• Dataset content:

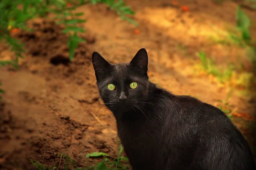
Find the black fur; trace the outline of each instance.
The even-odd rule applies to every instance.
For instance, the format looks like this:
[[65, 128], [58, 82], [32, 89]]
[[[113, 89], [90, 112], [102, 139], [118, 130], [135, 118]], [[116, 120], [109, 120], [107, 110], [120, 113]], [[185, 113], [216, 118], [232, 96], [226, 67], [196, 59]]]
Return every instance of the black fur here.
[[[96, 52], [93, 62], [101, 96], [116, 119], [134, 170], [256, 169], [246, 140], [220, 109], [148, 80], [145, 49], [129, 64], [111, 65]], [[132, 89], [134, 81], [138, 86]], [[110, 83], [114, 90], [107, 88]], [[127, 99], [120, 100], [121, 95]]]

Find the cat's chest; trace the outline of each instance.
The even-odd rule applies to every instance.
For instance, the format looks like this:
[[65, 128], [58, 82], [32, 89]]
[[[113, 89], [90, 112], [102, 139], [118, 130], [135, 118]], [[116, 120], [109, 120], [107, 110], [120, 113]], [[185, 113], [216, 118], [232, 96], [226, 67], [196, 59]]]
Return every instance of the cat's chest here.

* * *

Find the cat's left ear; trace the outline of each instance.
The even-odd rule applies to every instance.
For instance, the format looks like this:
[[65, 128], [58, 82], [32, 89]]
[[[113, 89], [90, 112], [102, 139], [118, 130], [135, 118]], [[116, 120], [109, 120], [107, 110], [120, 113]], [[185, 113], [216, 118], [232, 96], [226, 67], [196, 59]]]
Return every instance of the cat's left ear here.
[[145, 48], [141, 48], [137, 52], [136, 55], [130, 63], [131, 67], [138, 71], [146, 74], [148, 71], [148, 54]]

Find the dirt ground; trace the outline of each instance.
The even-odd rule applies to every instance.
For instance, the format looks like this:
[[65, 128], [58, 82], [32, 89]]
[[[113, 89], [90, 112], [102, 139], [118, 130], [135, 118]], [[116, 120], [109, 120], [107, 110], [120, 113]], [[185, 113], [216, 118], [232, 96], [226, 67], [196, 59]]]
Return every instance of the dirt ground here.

• What this task involves: Starting at the line that has "Find the black" and stopping after the line that has "Return every instance of the cat's chest", write those lines out again, changing "trace" to "draw" wherever it occurs and leaving everything else as it is.

• Result below:
Find the black fur; draw the outline of each instance.
The even-odd rule applies to every instance.
For instance, the format looks like this:
[[65, 128], [58, 82], [32, 89]]
[[[113, 89], [90, 112], [102, 139], [118, 130], [135, 118]], [[116, 120], [109, 120], [107, 110], [120, 113]], [[185, 113], [216, 118], [232, 96], [226, 67], [196, 59]]]
Return every instance of the black fur here.
[[[96, 52], [93, 62], [101, 96], [116, 119], [134, 170], [256, 169], [246, 140], [220, 109], [148, 80], [145, 49], [129, 64], [111, 65]], [[132, 89], [134, 81], [138, 86]], [[110, 83], [114, 90], [107, 88]], [[127, 99], [120, 100], [121, 95]]]

Find the cat's chest; draw the outline of each instance.
The even-odd rule applies to every instance.
For instance, the format looks like this:
[[65, 128], [58, 82], [32, 89]]
[[[113, 89], [90, 112], [102, 139], [118, 130], [135, 118]], [[116, 120], [109, 120], [107, 110], [120, 113]], [[185, 113], [216, 118], [232, 96], [226, 67], [196, 59]]]
Return every instance of the cat's chest here.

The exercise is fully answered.